AIM OF THE EXERCISE -
According to the article on healthy Latin ingredients, how many grams of fiber does each avocado contain?
PAGE TEXT section start
Think Latin food isn’t good for you? Think again. Often described as heavy, dense, and fattening, Latin food has received an undeserved bad rap for too long. Unfortunately, the bad reputation has taken hold and convinced many Latinos that the food they grew up eating and loving is not a healthy option.
Can Latin cooks rely less on frying? Yes. Could lean cuts of meat replace the fatty ones that many rely upon? Sure. But the flavors of the Latin kitchen are bright and bursting with flavor that when added to some fundamentally Latin (and healthy) ingredients like beans and tomatoes, can be delicious and down right good for you. Here are 7 Latin ingredients and dishes that will nourish you and hopefully restore your healthy confidence in the Latin pantry.
Talk about a bad rap. For a long time avocados had been shunned as being too high in fat, but luckily this creamy and luscious fruit has made a come back. Many now know what Latinos have known all along - avocados are delicious and nutritious! Packed with good for you monounsaturated fats, avocados are heart healthy and can help control cholesterol levels. They also deliver a healthy dose of fiber (14 grams of fiber in each avocado!), not to mention potassium, B vitamins, and vitamin C.
Typical Dish: Guacamole
Sweet potatoes have definitely caught the attention of the health conscious. Luckily, this tuber has held a place at the Latin table for centuries. While the North American variety has a distinctive reddish hue, many other varieties exist in Latin America and go by names such as boniato, batata, or camote. Irrespective of what you call them, they offer almost 400 times your daily need for vitamin A as well as a slew of other vitamins. And while many are turning their backs on starchy vegetables, sweet potatoes have a very low glycemic response, which means they have little impact on your blood sugar levels.
Typical Dish: Ajiaco
A fiber powerhouse, black beans are good for digestive health and offer antioxidants via its black skin. The antioxidant, anthocyanin flavonoid, which is found in the skin’s pigment is responsible for the rich black color found on the bean’s surface. This makes the black bean stand out nutritionally over all other beans and legumes. Other good reasons to include black beans in your diet - protein, iron, and folate.
Health benefits of garlic are not due to its macronutrients - it has virtually no carbohydrates, fat, or protein, and as a result practically no calories. Instead its benefits lie in its phytonutrients, natural chemicals founds in plants that we do not need to sustain life but can provide health benefits. Studies have shown garlic to provide a positive effect on reducing total serum cholesterol and triglyceride levels. It may also be effective in slowing the development of atherosclerosis and seems to be able to modestly reduce blood pressure.
Tomatoes offer a good source of vitamins A and C but its biggest health benefit comes from the antioxidant lycopene it contains, which is found in its red, yellow, and orange pigment. Tomatoes are the most concentrated food source of lycopene, and while studies have shown that the body absorbs the lycopene from cooked tomato products more than from raw tomatoes, tomatoes in any form are a good idea. Even the American Cancer Society has come out with a recommendation to include lycopene rich foods such as tomatoes in one’s diet as a protection from certain cancers (specifically lung, prostate, stomach, bladder, cervix, and skin).
PAGE TEXT section end
DATA EXCERPTS section start
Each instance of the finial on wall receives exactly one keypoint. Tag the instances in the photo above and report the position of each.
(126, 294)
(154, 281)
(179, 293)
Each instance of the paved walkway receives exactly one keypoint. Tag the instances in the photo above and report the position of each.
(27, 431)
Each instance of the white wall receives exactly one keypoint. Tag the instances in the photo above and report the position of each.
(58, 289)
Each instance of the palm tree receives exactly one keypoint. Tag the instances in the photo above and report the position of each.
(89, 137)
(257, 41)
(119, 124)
DATA EXCERPTS section end
WRITTEN ANSWER -
14 grams